# [Problem]
Find the lines of data that contain the string "slope", then list them.

☆ ☆ ☆ ☆ ☆ ☆ ☆

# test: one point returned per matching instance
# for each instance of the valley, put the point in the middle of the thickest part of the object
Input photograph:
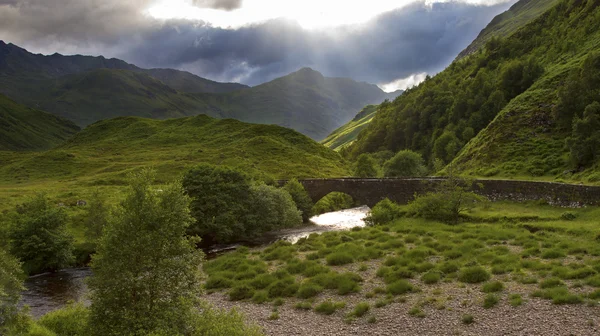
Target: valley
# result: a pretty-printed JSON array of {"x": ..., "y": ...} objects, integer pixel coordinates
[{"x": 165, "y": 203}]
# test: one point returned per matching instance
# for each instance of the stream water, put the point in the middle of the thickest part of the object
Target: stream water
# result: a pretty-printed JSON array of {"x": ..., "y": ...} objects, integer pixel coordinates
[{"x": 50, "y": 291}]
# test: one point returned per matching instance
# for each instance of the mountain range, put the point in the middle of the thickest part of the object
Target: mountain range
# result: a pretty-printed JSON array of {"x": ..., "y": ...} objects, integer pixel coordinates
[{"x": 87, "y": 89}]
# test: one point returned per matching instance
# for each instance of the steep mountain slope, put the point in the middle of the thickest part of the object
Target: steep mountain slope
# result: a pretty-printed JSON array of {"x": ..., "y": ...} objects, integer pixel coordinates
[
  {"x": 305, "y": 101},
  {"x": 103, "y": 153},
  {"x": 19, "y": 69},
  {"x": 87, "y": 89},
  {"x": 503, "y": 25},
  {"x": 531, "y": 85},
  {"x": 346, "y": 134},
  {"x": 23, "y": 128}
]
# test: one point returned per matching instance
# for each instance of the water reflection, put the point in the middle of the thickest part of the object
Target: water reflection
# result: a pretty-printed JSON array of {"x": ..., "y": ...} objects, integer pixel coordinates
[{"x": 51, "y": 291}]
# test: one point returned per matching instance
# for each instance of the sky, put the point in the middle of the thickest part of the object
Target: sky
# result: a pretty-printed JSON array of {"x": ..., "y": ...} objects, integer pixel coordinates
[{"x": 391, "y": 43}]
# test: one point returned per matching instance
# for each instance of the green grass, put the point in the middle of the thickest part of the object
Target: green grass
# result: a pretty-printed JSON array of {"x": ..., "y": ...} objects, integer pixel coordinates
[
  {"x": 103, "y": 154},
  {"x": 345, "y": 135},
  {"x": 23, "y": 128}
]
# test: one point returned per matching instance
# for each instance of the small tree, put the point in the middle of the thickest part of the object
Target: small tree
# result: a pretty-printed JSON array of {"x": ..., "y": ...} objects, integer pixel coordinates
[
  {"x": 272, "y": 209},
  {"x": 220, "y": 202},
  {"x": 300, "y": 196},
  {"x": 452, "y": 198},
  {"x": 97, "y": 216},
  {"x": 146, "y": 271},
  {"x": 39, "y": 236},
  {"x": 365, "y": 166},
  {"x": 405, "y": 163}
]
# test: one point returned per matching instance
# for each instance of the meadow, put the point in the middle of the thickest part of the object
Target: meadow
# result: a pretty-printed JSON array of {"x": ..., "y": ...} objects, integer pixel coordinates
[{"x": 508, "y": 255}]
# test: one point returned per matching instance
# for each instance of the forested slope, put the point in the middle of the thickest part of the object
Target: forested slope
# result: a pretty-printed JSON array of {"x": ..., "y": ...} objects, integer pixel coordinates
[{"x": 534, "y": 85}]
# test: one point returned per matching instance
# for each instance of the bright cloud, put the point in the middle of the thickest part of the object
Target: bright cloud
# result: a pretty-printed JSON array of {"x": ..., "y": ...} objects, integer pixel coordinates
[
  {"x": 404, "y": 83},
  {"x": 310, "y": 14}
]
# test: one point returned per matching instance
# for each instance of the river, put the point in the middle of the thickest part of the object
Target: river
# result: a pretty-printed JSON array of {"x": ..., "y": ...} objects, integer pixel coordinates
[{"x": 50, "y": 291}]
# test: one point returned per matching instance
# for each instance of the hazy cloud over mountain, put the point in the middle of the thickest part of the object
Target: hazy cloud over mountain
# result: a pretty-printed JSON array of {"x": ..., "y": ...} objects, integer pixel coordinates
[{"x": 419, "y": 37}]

☆ ☆ ☆ ☆ ☆ ☆ ☆

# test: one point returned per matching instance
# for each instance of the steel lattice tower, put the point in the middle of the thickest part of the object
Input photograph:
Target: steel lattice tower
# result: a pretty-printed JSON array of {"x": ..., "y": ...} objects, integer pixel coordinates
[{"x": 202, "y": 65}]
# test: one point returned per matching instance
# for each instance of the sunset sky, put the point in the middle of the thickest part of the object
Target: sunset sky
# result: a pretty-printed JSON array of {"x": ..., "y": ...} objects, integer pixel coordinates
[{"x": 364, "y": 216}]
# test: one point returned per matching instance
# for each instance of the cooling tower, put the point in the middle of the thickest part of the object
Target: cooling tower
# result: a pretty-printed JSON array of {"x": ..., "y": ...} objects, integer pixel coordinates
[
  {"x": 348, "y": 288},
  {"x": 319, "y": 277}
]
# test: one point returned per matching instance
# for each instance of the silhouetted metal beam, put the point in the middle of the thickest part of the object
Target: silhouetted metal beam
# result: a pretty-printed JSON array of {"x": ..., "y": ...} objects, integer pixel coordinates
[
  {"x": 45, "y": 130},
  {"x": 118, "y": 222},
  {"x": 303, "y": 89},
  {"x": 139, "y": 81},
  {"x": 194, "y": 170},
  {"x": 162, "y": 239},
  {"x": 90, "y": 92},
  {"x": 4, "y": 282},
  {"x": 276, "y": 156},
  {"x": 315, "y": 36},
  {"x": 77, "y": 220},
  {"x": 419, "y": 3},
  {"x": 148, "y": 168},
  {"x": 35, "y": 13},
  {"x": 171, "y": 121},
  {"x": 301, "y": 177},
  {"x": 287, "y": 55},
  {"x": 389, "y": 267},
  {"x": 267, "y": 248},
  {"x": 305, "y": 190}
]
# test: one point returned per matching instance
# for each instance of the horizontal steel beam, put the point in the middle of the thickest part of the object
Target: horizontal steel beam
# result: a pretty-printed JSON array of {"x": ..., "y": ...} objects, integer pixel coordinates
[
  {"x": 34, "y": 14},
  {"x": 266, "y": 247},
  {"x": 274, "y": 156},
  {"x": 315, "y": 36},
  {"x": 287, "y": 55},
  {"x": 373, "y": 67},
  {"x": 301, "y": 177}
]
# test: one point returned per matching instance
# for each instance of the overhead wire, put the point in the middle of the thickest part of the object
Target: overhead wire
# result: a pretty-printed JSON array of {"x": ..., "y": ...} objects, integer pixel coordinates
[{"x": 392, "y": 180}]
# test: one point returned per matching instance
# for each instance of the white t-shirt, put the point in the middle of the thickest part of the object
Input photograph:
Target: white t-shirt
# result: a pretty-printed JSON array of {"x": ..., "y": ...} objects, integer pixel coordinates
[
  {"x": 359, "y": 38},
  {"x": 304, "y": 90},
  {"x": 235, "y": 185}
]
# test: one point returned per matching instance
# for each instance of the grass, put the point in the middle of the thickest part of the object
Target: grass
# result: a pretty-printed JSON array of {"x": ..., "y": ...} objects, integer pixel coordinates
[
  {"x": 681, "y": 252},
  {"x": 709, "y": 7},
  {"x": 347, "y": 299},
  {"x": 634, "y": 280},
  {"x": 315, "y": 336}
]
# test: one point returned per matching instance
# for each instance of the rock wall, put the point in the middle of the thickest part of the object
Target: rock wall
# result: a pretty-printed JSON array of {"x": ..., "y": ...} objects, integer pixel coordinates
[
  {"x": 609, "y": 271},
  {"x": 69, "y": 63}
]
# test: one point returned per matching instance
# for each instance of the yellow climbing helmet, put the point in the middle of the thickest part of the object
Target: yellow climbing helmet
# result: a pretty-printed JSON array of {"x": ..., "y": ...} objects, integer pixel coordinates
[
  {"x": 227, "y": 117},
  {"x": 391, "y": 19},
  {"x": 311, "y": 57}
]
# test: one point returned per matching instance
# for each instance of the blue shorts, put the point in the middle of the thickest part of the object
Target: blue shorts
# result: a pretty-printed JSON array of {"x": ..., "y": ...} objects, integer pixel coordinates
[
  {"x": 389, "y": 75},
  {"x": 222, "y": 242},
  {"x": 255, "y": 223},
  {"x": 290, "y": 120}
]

☆ ☆ ☆ ☆ ☆ ☆ ☆

# [Solved exercise]
# for each instance of the steep mountain slope, put the point in the middle of the thickest part of the object
Target: steep mountain slope
# for each instance of the forested slope, put the point in the middle of the thickest part of the object
Target: forested slope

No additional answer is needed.